Requirement = Please select each line in the following entries that contains the word "below" and copy those lines.

Image location labeling entries
-------------------------
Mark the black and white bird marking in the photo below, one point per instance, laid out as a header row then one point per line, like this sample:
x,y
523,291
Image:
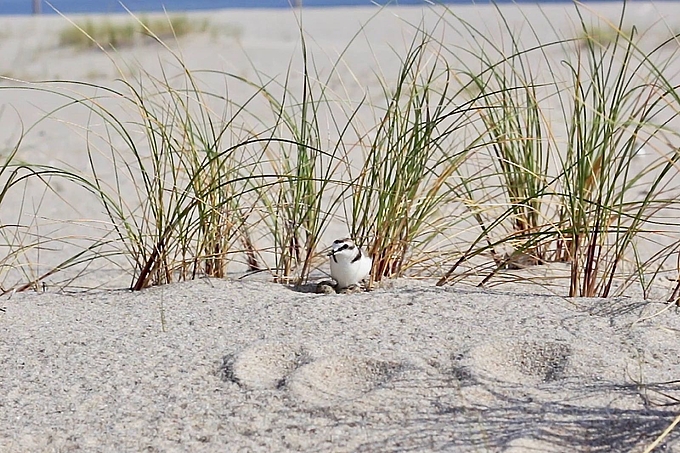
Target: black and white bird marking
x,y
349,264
-------------------------
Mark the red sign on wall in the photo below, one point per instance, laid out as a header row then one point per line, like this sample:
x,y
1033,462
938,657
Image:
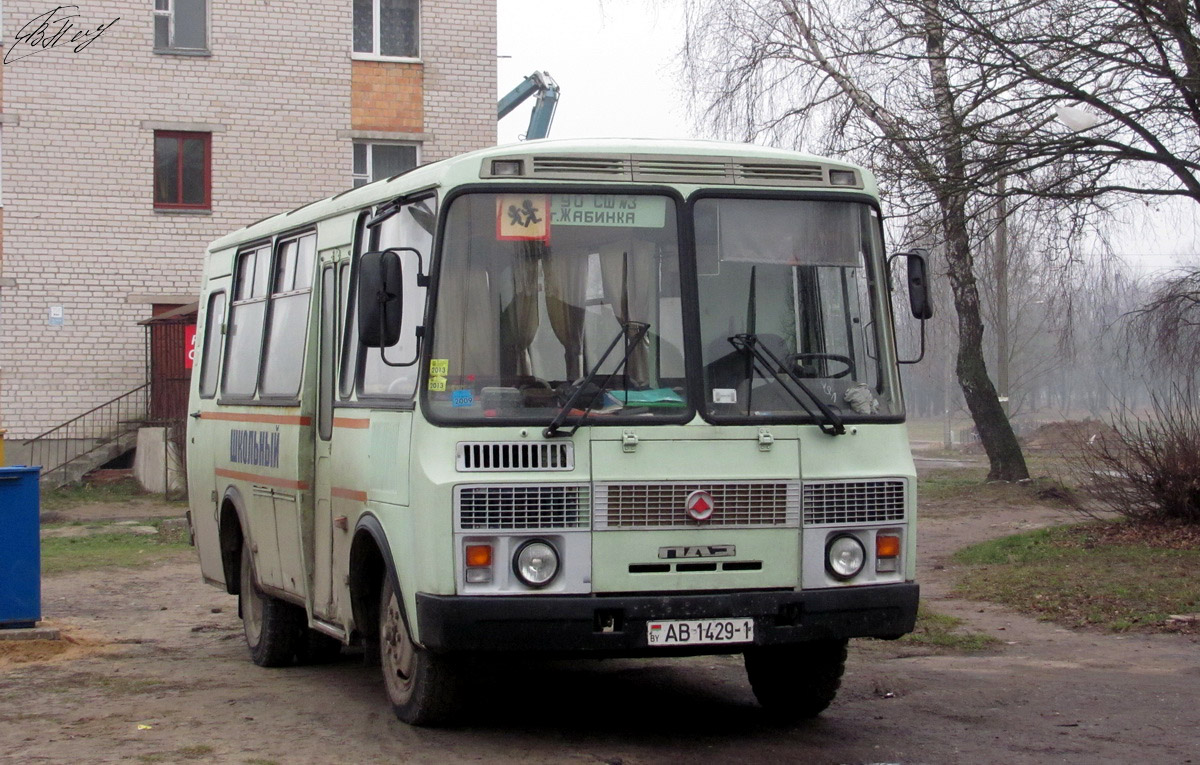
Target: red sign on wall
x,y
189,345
-------------------------
Output for this exercise =
Mark the black and white bird marking in the photo below, one point per instance, laid out as a header row then one point per line, like this sample:
Mark the red sign on wall in the photo below, one point per instance, laid out as a header row then one point per line, like this sample:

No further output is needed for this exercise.